** Opening Input records block **

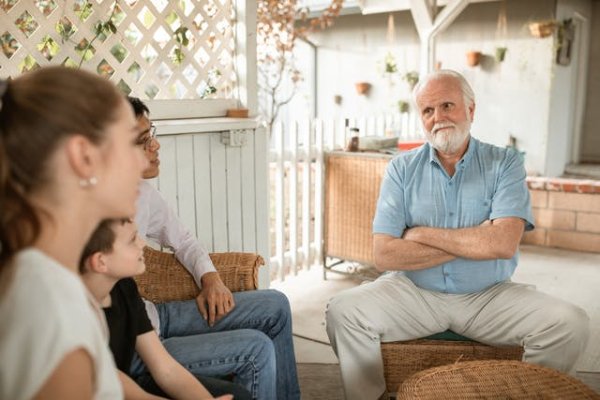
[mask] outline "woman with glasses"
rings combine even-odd
[[[143,176],[155,178],[160,172],[160,145],[153,135],[148,108],[139,99],[129,101],[149,162]],[[235,382],[254,398],[299,399],[291,311],[285,295],[276,290],[231,293],[208,251],[150,183],[141,186],[136,222],[142,236],[173,250],[200,288],[196,300],[146,302],[148,316],[167,351],[195,375],[233,374]],[[139,365],[133,373],[142,374],[144,369]]]

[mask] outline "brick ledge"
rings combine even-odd
[[[600,181],[593,179],[567,179],[528,176],[527,187],[531,190],[600,194]]]

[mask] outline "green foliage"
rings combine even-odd
[[[201,99],[205,99],[211,94],[217,92],[215,84],[217,83],[217,80],[220,76],[221,71],[219,71],[217,68],[213,68],[210,71],[208,71],[208,79],[206,80],[206,86],[202,89],[202,92],[200,93]]]
[[[189,29],[185,26],[180,26],[173,32],[173,36],[175,37],[175,41],[182,46],[187,46],[190,44],[190,40],[187,37]]]
[[[85,21],[92,15],[92,2],[90,0],[76,0],[73,10],[80,20]]]
[[[60,35],[60,39],[62,43],[65,43],[69,40],[71,36],[77,31],[77,28],[66,18],[58,21],[54,27],[56,33]]]
[[[388,74],[393,74],[398,72],[398,66],[396,65],[396,58],[394,55],[389,52],[385,55],[384,61],[384,70]]]
[[[183,53],[183,48],[190,44],[190,40],[187,37],[189,29],[185,26],[180,26],[173,32],[173,37],[177,42],[177,47],[173,50],[171,54],[171,60],[175,65],[181,65],[183,60],[185,59],[185,54]]]
[[[38,69],[39,67],[40,66],[35,61],[35,58],[33,58],[29,54],[23,59],[23,61],[19,63],[20,72],[33,71],[34,69]]]
[[[60,47],[58,44],[50,37],[50,35],[46,35],[42,38],[42,41],[36,45],[37,49],[40,53],[47,59],[52,60],[55,55],[58,54]]]
[[[410,105],[408,104],[408,101],[404,101],[404,100],[398,101],[398,111],[400,111],[401,114],[407,113],[409,107],[410,107]]]
[[[2,0],[0,0],[1,2]],[[65,63],[69,65],[75,64],[76,68],[81,68],[84,62],[91,60],[94,57],[95,49],[93,47],[93,43],[97,40],[104,42],[110,35],[117,34],[119,24],[124,20],[126,14],[119,7],[119,0],[113,0],[112,9],[110,14],[96,21],[93,25],[92,32],[94,36],[88,41],[87,39],[81,40],[79,43],[74,45],[75,51],[79,55],[79,63],[75,63],[71,59],[66,59]],[[180,1],[180,8],[185,11],[185,1]],[[94,2],[92,0],[74,0],[73,11],[75,14],[81,19],[81,21],[85,21],[94,13]],[[148,28],[155,21],[156,17],[146,10],[142,15],[142,24]],[[174,29],[173,34],[171,36],[172,40],[175,41],[175,46],[173,47],[170,58],[176,66],[180,66],[186,57],[186,52],[184,50],[185,47],[190,45],[190,40],[192,38],[192,32],[190,32],[189,28],[180,25],[180,18],[175,12],[171,12],[169,15],[165,17],[165,21],[169,24],[171,29]],[[175,27],[177,27],[175,29]],[[76,27],[68,21],[68,19],[61,19],[56,24],[56,31],[62,38],[62,41],[65,42],[70,40],[72,35],[76,32]],[[129,42],[134,42],[136,38],[130,38],[127,35],[127,29],[125,29],[125,38],[129,40]],[[51,43],[45,44],[46,47],[52,49]],[[50,50],[47,50],[50,52]],[[124,47],[121,43],[117,43],[114,45],[110,52],[115,57],[115,59],[122,63],[128,55],[127,48]],[[152,63],[154,58],[145,57],[146,61]],[[135,64],[137,67],[128,70],[130,74],[136,76],[136,81],[139,80],[139,75],[141,74],[141,69],[139,65]],[[102,60],[102,62],[96,68],[98,73],[104,76],[111,76],[114,73],[114,69],[110,66],[110,64],[106,60]],[[200,96],[201,98],[208,97],[217,92],[216,82],[218,81],[219,76],[221,76],[221,72],[218,69],[213,69],[208,72],[208,78],[206,79],[206,86],[201,90]],[[131,91],[124,82],[119,83],[119,87],[124,93]],[[150,87],[152,86],[152,87]],[[154,98],[158,93],[159,89],[153,85],[150,85],[146,88],[146,95],[149,98]]]
[[[105,35],[109,36],[111,33],[117,33],[117,26],[109,19],[108,21],[98,21],[94,25],[94,33],[96,36]]]
[[[408,85],[412,90],[419,82],[419,73],[417,71],[408,71],[404,74],[403,78],[406,82],[408,82]]]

** Closing Input records block **

What needs to be done
Exact wording is required throughout: write out all the records, but no pictures.

Finished exercise
[mask] outline "woman with glasses"
rings combine even-odd
[[[143,176],[155,178],[160,172],[160,145],[153,135],[148,108],[139,99],[129,101],[149,162]],[[235,382],[254,398],[299,399],[291,311],[285,295],[276,290],[231,293],[208,251],[150,183],[141,186],[136,222],[142,236],[173,250],[200,288],[196,300],[146,302],[148,316],[167,351],[195,375],[233,374]],[[139,365],[133,373],[142,374],[144,369]]]

[mask] outline "brick ledge"
rings combine even-odd
[[[600,181],[593,179],[567,179],[528,176],[527,187],[531,190],[600,194]]]

[mask] outline "green foliage"
rings combine even-odd
[[[201,99],[205,99],[211,94],[217,92],[215,84],[217,83],[217,80],[220,76],[221,71],[219,71],[217,68],[213,68],[210,71],[208,71],[208,79],[206,80],[206,86],[202,89],[202,92],[200,93]]]
[[[189,29],[185,26],[180,26],[173,32],[173,36],[175,37],[175,41],[182,46],[187,46],[190,44],[190,40],[187,37]]]
[[[85,21],[92,15],[92,2],[90,0],[76,0],[73,10],[80,20]]]
[[[60,35],[60,39],[62,43],[65,43],[69,40],[71,36],[77,31],[77,28],[66,18],[58,21],[54,27],[56,33]]]
[[[388,74],[393,74],[398,72],[398,66],[396,65],[396,58],[394,55],[389,52],[385,55],[384,61],[384,70]]]
[[[183,53],[183,48],[190,44],[190,40],[187,37],[189,29],[185,26],[180,26],[173,32],[173,37],[177,42],[177,47],[173,50],[171,54],[171,60],[175,65],[181,65],[183,60],[185,59],[185,54]]]
[[[38,69],[39,67],[40,66],[35,61],[35,58],[33,58],[29,54],[23,59],[23,61],[19,63],[20,72],[33,71],[34,69]]]
[[[60,47],[58,44],[50,37],[50,35],[46,35],[42,38],[42,41],[36,45],[37,49],[40,53],[47,59],[52,60],[55,55],[58,54]]]
[[[410,105],[408,104],[408,101],[404,101],[404,100],[398,101],[398,111],[400,111],[401,114],[407,113],[409,107],[410,107]]]
[[[2,0],[0,0],[1,2]],[[65,63],[69,65],[75,64],[76,68],[81,68],[84,62],[91,60],[94,57],[95,49],[93,47],[93,43],[97,40],[104,42],[110,35],[117,34],[119,24],[124,20],[126,14],[119,7],[119,0],[113,0],[112,9],[110,14],[96,21],[93,25],[92,32],[94,36],[88,41],[87,39],[81,40],[79,43],[74,45],[75,51],[79,55],[79,63],[75,63],[71,59],[66,59]],[[180,1],[180,8],[185,11],[185,1]],[[94,2],[92,0],[74,0],[73,11],[75,14],[81,19],[81,21],[85,21],[94,13]],[[148,28],[155,21],[156,17],[146,10],[142,15],[142,24]],[[174,29],[173,34],[171,36],[172,40],[175,41],[175,46],[173,47],[170,58],[176,66],[180,66],[186,57],[186,52],[184,50],[185,47],[190,45],[190,40],[192,38],[192,32],[190,32],[189,28],[180,25],[180,18],[175,12],[171,12],[169,15],[165,17],[165,21],[169,24],[171,29]],[[175,27],[177,27],[175,29]],[[76,27],[68,21],[68,19],[61,19],[56,24],[56,31],[62,38],[62,41],[65,42],[70,40],[72,35],[76,32]],[[129,42],[134,42],[136,38],[130,38],[127,35],[127,29],[125,29],[125,38],[129,40]],[[51,43],[45,44],[46,47],[52,49]],[[50,50],[47,50],[50,52]],[[124,47],[121,43],[117,43],[114,45],[110,52],[115,57],[115,59],[122,63],[128,55],[127,48]],[[152,63],[154,58],[145,57],[146,61]],[[135,64],[137,67],[128,70],[130,74],[136,76],[136,81],[139,80],[139,75],[141,74],[141,69],[139,65]],[[102,60],[102,62],[96,68],[98,73],[104,76],[111,76],[114,73],[114,69],[110,66],[110,64],[106,60]],[[200,96],[201,98],[208,97],[217,92],[216,82],[218,81],[219,76],[221,76],[221,72],[218,69],[213,69],[208,72],[208,78],[206,79],[206,86],[201,90]],[[131,91],[124,82],[119,83],[119,87],[124,93]],[[150,87],[152,86],[152,87]],[[154,98],[158,93],[159,89],[153,85],[150,85],[146,88],[146,95],[149,98]]]
[[[105,35],[109,36],[111,33],[117,33],[117,26],[109,19],[108,21],[98,21],[94,25],[94,33],[96,36]]]
[[[408,85],[412,90],[419,82],[419,73],[417,71],[408,71],[404,74],[403,78],[406,82],[408,82]]]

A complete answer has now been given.